(Saved entries)
[Start of section]

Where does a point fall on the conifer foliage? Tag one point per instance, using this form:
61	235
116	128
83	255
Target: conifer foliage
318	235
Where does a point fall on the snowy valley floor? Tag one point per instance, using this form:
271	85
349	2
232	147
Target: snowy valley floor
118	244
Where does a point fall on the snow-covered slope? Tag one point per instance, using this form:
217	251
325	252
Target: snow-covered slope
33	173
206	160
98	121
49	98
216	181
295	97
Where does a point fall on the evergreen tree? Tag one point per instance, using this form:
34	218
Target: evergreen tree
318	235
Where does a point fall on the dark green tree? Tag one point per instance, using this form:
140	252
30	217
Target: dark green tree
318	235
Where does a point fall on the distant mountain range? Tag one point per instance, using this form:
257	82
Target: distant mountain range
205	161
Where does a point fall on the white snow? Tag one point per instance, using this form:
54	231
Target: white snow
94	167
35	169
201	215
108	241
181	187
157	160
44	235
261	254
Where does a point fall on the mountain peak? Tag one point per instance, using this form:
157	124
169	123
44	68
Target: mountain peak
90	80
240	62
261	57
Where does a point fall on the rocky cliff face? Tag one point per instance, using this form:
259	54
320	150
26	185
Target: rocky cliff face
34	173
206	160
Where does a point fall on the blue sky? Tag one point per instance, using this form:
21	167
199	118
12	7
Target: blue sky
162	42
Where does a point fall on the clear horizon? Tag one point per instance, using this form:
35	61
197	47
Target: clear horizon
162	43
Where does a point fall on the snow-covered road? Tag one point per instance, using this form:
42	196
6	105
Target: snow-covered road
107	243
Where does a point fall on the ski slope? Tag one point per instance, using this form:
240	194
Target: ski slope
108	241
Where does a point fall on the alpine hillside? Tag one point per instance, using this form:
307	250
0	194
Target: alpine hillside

[End of section]

WORK INSTRUCTION: Give an exact copy of the lines from the one with "Target: ski slope" through the end of the entries, both ends included.

SOLUTION TO THIS TASK:
Target: ski slope
108	241
Where does a point fall on the alpine hillside? Tag one point per instance, using this form:
307	250
0	194
Target: alpine hillside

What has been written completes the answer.